WHAT YOU ARE ASKED TO DO:
Could you carry the article below on Soviet penalties for private trading further, picking up after its last sentence?

EXCERPT:
____________
Monday, Sep. 22, 1930

"Bloodthirsty Beasts"

Six glum-looking men, formally described as "bloodthirsty beasts" by the Soviet court which condemned them, were placed before a Moscow firing squad last week, shot.

They had bootlegged meat, fowl, milk, cheese, potatoes, eggs. To obtain these edibles they had forged government food cards wholesale. Guilty of "private trading," they had incurred what Soviet citizens call "the highest measure of social defense": execution.

Meanwhile one Aaron Kopman, a U. S. citizen sentenced to a Soviet forced-labor camp for selling things in Russia, but released through the efforts of the British Diplomatic Mission at Moscow, told a Hearst correspondent last week more about the crime of "private trade."

At his camp (Wishery) was a woman condemned for selling six pairs of silk stockings. Her sister in San Francisco had sent her the stockings. In Vladivostok, where she was living then, a pair of silk stockings would fetch 15 roubles ($7.50) and she was poor. After her arrest, carrying her 3-year-old daughter, she had traveled, largely on foot, some 15,000 mi. to the camp.

Continuing, Aaron Kopman did not mince his horrors:

"The Wishery camp [on the Wishery River] consists of about 27 sq. mi. of Siberian territory. Within this area were about 17 convict stations and barracks. . . .
____________
PROVIDED RECORDS:
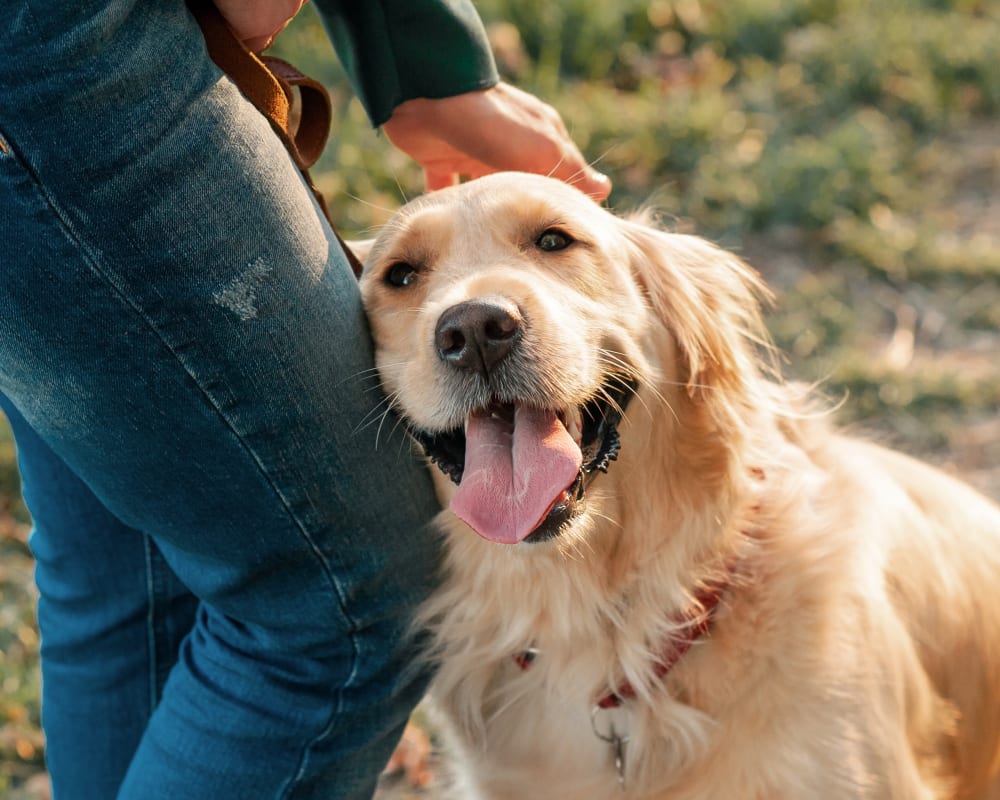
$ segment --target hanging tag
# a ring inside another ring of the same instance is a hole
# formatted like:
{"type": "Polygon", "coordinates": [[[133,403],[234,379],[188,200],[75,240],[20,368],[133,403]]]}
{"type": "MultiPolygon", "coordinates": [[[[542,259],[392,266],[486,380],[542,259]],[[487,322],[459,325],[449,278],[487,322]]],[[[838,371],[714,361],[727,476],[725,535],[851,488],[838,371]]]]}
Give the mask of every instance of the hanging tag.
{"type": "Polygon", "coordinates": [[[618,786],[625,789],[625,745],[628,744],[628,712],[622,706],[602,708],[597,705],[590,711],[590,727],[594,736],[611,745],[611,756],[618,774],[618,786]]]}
____________
ANSWER BOX:
"We worked every day. There were no Sundays for us. ...

"Each group of three had to prepare 14 logs of heavy timber each day. The logs were at least three feet in diameter and at least 33 ft. long. To heap the logs in even piles took us sometimes as long as 14 hours. . . .

"The trimmer in our party was a 17-year-old girl, whose name was Elvira Kukel. She was a frail, pretty, sympathetic girl, who had the misfortune of being the daughter of Col. Kukel, of the former Imperial Guards. . . .

"On many occasions I would hear the cries of girls in various parts of the camp. But nothing could be done. The guards were armed and the prisoners were cowed into a state of hopeless subjection. While I was at Wishery six girl prisoners gave birth to infants. . . .

"It was a common sight to see unfortunates in the last stages of a contagious disease sleeping side by side with perfectly healthy prisoners. Diseases of this nature spread from prisoner to prisoner. . . .

"It is under these conditions that Soviet lumber is produced which is now flooding the world markets."

Until alleged Eye-witness Aaron Kopman spoke last week, such charges anent Soviet "lumber hells" had been chiefly heard as "rumors," carried in notoriously sensational "despatches from Riga," hurled into the ether from such professionally anti-Red radio stations as Manhattan's WHAP.